LISTED ENTRIES:
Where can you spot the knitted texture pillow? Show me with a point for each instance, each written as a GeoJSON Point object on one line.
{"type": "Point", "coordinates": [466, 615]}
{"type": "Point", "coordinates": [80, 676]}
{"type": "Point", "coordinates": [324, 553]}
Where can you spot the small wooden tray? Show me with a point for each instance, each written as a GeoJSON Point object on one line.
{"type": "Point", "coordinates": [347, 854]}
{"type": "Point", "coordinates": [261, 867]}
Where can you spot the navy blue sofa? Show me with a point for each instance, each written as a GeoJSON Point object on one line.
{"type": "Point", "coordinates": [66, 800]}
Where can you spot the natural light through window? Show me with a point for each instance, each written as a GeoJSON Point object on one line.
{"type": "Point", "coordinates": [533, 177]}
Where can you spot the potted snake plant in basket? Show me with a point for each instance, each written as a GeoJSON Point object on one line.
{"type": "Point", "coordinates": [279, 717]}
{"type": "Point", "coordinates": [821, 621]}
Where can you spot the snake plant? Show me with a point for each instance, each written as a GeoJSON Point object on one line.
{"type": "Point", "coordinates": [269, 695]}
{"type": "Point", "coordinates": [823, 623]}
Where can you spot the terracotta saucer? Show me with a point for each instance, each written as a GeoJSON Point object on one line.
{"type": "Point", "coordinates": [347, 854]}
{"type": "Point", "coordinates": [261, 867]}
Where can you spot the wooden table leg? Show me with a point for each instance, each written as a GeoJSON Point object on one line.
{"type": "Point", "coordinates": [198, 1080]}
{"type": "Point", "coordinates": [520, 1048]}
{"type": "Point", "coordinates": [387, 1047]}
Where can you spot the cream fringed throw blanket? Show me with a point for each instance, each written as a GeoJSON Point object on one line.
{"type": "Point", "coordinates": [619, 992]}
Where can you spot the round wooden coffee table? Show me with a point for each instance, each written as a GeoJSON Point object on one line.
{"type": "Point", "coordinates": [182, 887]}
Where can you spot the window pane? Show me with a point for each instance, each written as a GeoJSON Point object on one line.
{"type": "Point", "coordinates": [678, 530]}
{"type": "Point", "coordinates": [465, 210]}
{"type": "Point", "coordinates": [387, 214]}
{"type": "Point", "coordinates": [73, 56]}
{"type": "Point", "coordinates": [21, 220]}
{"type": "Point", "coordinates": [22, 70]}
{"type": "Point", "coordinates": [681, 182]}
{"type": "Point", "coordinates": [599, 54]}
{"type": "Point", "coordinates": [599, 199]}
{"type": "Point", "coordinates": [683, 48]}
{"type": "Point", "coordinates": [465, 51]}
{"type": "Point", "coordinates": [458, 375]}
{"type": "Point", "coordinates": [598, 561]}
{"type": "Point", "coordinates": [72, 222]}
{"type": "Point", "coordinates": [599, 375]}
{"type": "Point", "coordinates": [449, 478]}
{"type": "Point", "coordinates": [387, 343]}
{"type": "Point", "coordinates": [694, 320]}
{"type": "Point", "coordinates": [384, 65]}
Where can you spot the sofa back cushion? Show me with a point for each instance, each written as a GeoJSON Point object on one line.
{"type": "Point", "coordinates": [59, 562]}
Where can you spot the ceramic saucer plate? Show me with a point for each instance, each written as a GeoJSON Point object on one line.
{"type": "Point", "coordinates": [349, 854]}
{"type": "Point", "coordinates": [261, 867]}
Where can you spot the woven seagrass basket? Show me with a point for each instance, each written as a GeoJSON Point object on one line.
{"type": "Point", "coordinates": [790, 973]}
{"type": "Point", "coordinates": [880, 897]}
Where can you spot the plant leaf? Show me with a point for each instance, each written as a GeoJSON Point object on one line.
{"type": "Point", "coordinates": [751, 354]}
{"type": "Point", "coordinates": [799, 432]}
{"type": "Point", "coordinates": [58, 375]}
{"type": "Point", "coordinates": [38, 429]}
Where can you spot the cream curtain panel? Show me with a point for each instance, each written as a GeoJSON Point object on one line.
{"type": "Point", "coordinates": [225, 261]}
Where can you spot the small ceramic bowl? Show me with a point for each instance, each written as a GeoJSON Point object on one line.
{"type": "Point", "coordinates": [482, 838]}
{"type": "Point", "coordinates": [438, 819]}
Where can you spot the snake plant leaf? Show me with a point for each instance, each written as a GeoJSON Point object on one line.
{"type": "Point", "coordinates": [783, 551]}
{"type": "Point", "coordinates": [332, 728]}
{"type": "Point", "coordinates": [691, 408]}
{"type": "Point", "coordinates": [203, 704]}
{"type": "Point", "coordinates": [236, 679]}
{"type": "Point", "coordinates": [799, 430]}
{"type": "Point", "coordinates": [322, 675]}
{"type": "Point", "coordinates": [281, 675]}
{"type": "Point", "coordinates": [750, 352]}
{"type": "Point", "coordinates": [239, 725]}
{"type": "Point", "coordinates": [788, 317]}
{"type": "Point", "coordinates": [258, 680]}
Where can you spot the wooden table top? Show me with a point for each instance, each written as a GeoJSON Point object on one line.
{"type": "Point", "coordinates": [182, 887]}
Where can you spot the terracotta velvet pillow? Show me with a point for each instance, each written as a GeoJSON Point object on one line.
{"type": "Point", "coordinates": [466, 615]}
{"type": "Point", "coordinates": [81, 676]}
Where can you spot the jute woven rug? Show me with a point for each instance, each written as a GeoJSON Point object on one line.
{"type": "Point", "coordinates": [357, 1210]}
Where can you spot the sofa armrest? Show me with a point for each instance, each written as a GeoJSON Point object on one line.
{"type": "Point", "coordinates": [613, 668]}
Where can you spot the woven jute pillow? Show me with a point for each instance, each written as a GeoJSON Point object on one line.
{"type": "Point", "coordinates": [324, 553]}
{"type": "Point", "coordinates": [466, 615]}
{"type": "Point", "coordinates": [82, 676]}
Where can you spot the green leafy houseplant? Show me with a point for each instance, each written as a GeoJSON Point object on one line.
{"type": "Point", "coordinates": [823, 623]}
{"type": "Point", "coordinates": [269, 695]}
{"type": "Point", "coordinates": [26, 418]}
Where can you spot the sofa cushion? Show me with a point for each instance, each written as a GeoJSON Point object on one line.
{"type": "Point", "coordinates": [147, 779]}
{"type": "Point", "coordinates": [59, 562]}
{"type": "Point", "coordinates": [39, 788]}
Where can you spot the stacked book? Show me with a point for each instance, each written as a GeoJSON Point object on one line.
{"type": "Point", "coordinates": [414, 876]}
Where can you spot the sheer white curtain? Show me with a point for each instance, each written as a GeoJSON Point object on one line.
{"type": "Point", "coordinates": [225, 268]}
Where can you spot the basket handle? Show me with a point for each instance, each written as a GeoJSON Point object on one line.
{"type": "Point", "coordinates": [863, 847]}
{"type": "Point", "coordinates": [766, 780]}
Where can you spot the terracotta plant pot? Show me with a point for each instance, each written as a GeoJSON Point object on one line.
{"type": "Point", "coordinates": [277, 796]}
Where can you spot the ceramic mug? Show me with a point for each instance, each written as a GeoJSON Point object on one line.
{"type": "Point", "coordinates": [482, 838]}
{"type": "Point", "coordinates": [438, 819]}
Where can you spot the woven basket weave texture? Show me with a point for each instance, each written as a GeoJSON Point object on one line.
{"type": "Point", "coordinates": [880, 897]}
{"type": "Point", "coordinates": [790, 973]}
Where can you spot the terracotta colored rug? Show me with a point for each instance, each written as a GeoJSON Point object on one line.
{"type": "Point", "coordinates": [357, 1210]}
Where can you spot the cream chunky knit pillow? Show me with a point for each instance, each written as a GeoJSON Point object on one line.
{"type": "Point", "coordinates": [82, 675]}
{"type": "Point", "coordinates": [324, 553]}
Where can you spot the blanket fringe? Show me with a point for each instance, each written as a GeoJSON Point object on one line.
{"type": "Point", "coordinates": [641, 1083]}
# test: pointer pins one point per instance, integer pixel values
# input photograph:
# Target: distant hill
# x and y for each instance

TASK STATEMENT:
Your reply should consist only of the lines running from the line with "# test: pointer" to the end of the listing, retyped exactly.

ANSWER TO THIS EXERCISE:
# test: pointer pins one point per instance, integer pixel values
# input photograph:
# Target: distant hill
# x and y for each instance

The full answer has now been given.